__DIRECTIONS__
In full and word for word, copy the records that follow.
(SOURCE INFORMATION begins)
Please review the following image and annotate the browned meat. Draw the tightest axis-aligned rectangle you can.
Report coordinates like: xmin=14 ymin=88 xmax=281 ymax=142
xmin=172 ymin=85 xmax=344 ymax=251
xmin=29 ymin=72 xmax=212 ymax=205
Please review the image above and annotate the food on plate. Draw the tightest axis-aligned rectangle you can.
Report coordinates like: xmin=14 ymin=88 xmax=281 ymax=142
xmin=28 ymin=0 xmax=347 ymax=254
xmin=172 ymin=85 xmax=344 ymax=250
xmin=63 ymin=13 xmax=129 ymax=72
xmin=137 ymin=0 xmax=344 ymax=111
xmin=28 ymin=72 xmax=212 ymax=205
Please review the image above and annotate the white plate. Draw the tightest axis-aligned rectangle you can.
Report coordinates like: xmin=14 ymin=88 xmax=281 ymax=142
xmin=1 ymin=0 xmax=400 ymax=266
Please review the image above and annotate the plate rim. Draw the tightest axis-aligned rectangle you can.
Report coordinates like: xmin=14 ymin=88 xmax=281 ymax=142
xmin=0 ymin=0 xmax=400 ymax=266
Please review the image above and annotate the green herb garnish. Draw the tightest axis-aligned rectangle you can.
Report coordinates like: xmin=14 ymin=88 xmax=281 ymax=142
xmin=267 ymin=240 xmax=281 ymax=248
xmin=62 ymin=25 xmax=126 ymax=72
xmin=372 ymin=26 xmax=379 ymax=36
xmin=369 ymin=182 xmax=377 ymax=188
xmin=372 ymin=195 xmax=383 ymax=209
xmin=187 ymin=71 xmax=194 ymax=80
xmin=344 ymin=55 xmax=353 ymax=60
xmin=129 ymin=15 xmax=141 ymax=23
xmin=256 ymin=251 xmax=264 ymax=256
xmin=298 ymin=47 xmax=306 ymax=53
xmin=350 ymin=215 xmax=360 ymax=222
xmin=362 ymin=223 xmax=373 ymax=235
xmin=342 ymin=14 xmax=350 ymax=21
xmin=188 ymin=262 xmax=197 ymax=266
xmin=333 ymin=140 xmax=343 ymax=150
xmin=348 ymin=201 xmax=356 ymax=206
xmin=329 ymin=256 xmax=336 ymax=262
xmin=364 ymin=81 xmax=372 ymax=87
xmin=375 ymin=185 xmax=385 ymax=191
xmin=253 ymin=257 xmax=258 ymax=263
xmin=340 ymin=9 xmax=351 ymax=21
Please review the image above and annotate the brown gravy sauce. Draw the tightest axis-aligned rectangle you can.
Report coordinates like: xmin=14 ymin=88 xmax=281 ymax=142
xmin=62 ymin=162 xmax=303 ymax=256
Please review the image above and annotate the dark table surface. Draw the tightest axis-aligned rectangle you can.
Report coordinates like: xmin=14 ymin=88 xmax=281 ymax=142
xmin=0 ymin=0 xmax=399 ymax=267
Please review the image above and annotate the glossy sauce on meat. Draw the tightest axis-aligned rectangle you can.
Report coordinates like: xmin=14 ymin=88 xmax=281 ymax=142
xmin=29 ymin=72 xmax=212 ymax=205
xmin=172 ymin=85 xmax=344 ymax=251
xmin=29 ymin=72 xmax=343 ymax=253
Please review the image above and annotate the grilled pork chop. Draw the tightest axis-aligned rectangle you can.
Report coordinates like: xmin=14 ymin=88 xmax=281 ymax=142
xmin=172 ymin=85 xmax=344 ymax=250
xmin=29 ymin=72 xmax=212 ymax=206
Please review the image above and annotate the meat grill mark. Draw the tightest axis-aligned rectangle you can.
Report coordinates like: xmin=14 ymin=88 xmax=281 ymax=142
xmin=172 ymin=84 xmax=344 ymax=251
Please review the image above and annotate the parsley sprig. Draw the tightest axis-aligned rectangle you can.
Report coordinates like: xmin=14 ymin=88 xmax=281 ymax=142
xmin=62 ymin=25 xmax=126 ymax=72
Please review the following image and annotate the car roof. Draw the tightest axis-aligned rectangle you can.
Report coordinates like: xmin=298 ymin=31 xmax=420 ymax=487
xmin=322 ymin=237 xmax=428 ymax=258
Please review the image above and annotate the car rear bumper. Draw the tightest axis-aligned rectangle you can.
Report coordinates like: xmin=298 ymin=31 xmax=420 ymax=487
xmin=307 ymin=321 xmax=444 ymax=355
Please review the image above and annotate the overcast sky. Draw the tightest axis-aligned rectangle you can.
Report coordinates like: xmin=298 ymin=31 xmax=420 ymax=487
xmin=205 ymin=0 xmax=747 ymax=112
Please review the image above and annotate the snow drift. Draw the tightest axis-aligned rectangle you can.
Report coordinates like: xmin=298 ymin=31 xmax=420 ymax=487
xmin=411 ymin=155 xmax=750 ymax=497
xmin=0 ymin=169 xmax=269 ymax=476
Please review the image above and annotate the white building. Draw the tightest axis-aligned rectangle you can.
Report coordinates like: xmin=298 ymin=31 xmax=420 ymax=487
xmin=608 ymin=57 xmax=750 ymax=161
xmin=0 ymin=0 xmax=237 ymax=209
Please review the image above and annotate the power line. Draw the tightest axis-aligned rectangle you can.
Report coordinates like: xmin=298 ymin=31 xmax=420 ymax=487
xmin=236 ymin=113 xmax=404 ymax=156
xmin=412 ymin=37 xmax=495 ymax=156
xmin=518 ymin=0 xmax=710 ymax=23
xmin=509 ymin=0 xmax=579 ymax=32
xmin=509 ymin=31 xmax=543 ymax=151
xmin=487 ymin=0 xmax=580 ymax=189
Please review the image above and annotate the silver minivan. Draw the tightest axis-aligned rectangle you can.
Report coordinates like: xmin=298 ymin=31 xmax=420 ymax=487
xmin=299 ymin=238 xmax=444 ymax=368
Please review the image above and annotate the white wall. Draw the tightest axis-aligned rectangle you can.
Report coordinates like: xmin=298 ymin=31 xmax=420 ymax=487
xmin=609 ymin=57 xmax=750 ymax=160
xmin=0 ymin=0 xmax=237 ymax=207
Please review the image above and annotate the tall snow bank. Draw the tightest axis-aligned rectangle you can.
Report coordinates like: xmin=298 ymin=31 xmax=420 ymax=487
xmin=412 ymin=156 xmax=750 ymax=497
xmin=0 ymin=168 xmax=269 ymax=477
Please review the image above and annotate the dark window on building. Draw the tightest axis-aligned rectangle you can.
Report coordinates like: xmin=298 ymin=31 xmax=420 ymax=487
(SOURCE INFORMATION ends)
__SOLUTION BELOW__
Please review the following image and annotate the browned meat. Draw the tightest axis-aligned rectangle you can.
Report coordinates like: xmin=14 ymin=88 xmax=281 ymax=142
xmin=172 ymin=85 xmax=344 ymax=251
xmin=29 ymin=72 xmax=212 ymax=205
Please review the image above and annotate the food on plate. Draw the tightest axis-aligned rectangle you can.
Report coordinates like: xmin=14 ymin=88 xmax=281 ymax=142
xmin=28 ymin=0 xmax=347 ymax=254
xmin=172 ymin=85 xmax=344 ymax=250
xmin=63 ymin=13 xmax=129 ymax=72
xmin=137 ymin=0 xmax=344 ymax=111
xmin=28 ymin=72 xmax=212 ymax=205
Please review the image above and annotate the white plate. Draw the tightest axis-aligned rectangle you can.
Report coordinates like: xmin=14 ymin=88 xmax=281 ymax=142
xmin=1 ymin=0 xmax=400 ymax=266
Please review the image above and annotate the plate rim. Draw the tightest axis-aligned rectangle you can.
Report coordinates like: xmin=14 ymin=88 xmax=281 ymax=142
xmin=0 ymin=0 xmax=400 ymax=266
Please review the image above and annotate the green herb garnish. Draw the tightest axis-aligned rectangle you can.
Report coordinates like: xmin=14 ymin=88 xmax=281 ymax=142
xmin=267 ymin=240 xmax=281 ymax=248
xmin=62 ymin=25 xmax=126 ymax=72
xmin=372 ymin=26 xmax=379 ymax=36
xmin=369 ymin=182 xmax=377 ymax=188
xmin=372 ymin=195 xmax=383 ymax=209
xmin=187 ymin=71 xmax=194 ymax=80
xmin=344 ymin=55 xmax=353 ymax=60
xmin=129 ymin=15 xmax=141 ymax=23
xmin=256 ymin=251 xmax=264 ymax=256
xmin=298 ymin=47 xmax=306 ymax=53
xmin=350 ymin=215 xmax=360 ymax=222
xmin=362 ymin=223 xmax=373 ymax=235
xmin=342 ymin=14 xmax=350 ymax=21
xmin=188 ymin=262 xmax=197 ymax=266
xmin=333 ymin=140 xmax=343 ymax=150
xmin=348 ymin=201 xmax=356 ymax=206
xmin=329 ymin=256 xmax=336 ymax=262
xmin=364 ymin=81 xmax=372 ymax=87
xmin=375 ymin=185 xmax=385 ymax=191
xmin=253 ymin=257 xmax=258 ymax=263
xmin=340 ymin=9 xmax=351 ymax=21
Please review the image above and annotate the brown gravy sauce. Draw the tightest axis-aligned rectangle you can.
Report coordinates like: xmin=14 ymin=88 xmax=281 ymax=142
xmin=62 ymin=162 xmax=303 ymax=256
Please review the image above and annotate the dark table surface. Draw the tightest axis-aligned rectangle you can.
Report coordinates like: xmin=14 ymin=88 xmax=281 ymax=142
xmin=0 ymin=0 xmax=399 ymax=267
Please review the image above and annotate the glossy sauce on meat. Draw the tightest axis-aligned rectangle you can.
Report coordinates like: xmin=14 ymin=88 xmax=281 ymax=142
xmin=29 ymin=72 xmax=212 ymax=205
xmin=172 ymin=85 xmax=344 ymax=251
xmin=29 ymin=72 xmax=343 ymax=253
Please review the image above and annotate the grilled pork chop. Draw the tightest axis-aligned rectangle you can.
Report coordinates like: xmin=14 ymin=88 xmax=281 ymax=142
xmin=172 ymin=85 xmax=344 ymax=250
xmin=29 ymin=72 xmax=212 ymax=206
Please review the image above and annotate the meat grill mark. Draw the tightest axis-aligned rectangle you can.
Report coordinates like: xmin=14 ymin=88 xmax=281 ymax=142
xmin=172 ymin=84 xmax=344 ymax=251
Please review the image above and annotate the parsley sprig. Draw the tightest axis-aligned rectangle you can.
Report coordinates like: xmin=14 ymin=88 xmax=281 ymax=142
xmin=62 ymin=25 xmax=126 ymax=72
Please review the following image and annotate the car roof. Draw the tightest axis-aligned rectangle you can.
Report coordinates like: xmin=298 ymin=31 xmax=420 ymax=487
xmin=322 ymin=237 xmax=428 ymax=258
Please review the image above and annotate the car rear bumper. Draw the tightest axis-aligned rectangle you can.
Report coordinates like: xmin=298 ymin=31 xmax=420 ymax=487
xmin=307 ymin=321 xmax=444 ymax=355
Please review the image above and annotate the overcast sky. Draw the tightest axis-aligned rectangle you can.
Report coordinates like: xmin=298 ymin=31 xmax=420 ymax=487
xmin=205 ymin=0 xmax=747 ymax=112
Please review the image above and annotate the snow drift. Draw the tightest axis-aligned rectangle you can.
Report coordinates like: xmin=298 ymin=31 xmax=420 ymax=487
xmin=411 ymin=155 xmax=750 ymax=497
xmin=0 ymin=169 xmax=269 ymax=476
Please review the image above and annotate the white building. Draw the tightest axis-aligned rectangle you can.
Report coordinates like: xmin=298 ymin=31 xmax=420 ymax=487
xmin=608 ymin=57 xmax=750 ymax=161
xmin=0 ymin=0 xmax=237 ymax=209
Please review the image above and annotate the power line. Draw the tightest axis-aligned rectangle you can.
Report coordinates like: xmin=298 ymin=31 xmax=420 ymax=487
xmin=236 ymin=113 xmax=404 ymax=156
xmin=412 ymin=37 xmax=495 ymax=156
xmin=518 ymin=0 xmax=710 ymax=23
xmin=509 ymin=0 xmax=579 ymax=32
xmin=509 ymin=31 xmax=543 ymax=151
xmin=487 ymin=0 xmax=580 ymax=189
Please review the image above and annotate the silver minivan. Draw the tightest axis-aligned rectangle you can.
Report coordinates like: xmin=298 ymin=31 xmax=420 ymax=487
xmin=299 ymin=238 xmax=444 ymax=368
Please review the image above and annotate the white wall. Draw the tightest axis-aligned rectangle you can.
Report coordinates like: xmin=298 ymin=31 xmax=420 ymax=487
xmin=609 ymin=57 xmax=750 ymax=160
xmin=0 ymin=0 xmax=237 ymax=207
Please review the image above and annotate the tall snow bank. Draw the tightest axis-aligned rectangle you can.
Report coordinates like: xmin=298 ymin=31 xmax=420 ymax=487
xmin=412 ymin=156 xmax=750 ymax=497
xmin=0 ymin=168 xmax=269 ymax=477
Please review the image above and annotate the dark window on building. Draw the tightest axis-aligned rectangle you can.
Report coordinates like: xmin=298 ymin=31 xmax=420 ymax=487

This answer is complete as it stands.